EXERCISE DIRECTIONS: How many lines in the entries below contain the word "petal"? Answer with the number and nothing else.

Referring expression data:

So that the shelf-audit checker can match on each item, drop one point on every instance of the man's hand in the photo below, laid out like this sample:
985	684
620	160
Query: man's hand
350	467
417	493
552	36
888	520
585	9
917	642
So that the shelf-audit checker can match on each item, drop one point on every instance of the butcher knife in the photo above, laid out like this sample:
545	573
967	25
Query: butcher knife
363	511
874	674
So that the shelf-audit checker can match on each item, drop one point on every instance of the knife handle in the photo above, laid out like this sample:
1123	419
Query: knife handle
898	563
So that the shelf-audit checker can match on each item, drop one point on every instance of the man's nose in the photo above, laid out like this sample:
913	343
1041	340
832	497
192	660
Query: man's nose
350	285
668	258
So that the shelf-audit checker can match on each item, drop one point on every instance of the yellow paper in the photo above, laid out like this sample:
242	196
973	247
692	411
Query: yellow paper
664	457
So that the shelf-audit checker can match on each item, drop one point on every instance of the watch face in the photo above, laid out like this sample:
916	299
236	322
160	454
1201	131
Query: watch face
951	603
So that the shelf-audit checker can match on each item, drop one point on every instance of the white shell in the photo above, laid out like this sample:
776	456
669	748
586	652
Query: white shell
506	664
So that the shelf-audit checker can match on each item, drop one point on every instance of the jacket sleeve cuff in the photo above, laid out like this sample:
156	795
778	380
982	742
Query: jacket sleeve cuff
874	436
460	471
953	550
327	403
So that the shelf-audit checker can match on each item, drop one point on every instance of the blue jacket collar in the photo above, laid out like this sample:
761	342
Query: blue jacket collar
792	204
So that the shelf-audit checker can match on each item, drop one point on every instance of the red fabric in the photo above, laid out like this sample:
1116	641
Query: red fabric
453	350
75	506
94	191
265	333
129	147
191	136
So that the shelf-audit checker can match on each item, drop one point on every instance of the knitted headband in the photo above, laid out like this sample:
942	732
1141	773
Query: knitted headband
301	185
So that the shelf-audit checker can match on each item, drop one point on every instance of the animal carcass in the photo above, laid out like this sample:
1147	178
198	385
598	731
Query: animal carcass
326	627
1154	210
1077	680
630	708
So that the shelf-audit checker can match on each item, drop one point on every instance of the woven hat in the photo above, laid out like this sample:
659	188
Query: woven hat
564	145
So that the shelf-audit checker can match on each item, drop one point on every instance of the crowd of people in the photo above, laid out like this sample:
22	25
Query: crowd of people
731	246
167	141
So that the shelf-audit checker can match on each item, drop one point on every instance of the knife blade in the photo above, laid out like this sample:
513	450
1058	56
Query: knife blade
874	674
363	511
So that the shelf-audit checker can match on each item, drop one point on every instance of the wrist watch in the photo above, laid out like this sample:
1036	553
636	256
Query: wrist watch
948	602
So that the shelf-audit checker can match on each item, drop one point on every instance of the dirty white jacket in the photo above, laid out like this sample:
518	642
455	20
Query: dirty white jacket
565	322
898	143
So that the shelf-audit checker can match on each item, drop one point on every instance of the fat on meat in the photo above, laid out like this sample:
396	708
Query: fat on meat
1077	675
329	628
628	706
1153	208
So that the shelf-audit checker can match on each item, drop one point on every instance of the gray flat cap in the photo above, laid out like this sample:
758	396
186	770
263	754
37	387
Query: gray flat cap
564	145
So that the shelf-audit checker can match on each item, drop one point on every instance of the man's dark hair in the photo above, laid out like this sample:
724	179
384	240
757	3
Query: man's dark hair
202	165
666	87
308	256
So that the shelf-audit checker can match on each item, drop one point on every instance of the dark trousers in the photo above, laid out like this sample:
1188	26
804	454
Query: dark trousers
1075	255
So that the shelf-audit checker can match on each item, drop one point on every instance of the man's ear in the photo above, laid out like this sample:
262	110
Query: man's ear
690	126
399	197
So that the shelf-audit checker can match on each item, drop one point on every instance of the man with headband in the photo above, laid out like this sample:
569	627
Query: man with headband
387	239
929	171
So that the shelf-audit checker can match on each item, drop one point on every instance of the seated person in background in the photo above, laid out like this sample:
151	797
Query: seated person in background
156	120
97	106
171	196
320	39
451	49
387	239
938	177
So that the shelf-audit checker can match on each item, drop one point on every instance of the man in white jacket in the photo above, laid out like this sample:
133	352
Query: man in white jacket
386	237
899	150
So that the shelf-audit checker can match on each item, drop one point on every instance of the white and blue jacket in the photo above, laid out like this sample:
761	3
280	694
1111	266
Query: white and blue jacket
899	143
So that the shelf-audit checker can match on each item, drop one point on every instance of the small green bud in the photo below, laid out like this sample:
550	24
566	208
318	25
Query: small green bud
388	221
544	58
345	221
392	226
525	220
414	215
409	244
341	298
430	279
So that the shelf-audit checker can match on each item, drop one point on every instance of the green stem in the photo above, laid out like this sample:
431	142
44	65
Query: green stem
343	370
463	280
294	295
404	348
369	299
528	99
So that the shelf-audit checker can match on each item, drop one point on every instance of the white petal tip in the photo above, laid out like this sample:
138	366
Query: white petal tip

PROBLEM SOLUTION: 2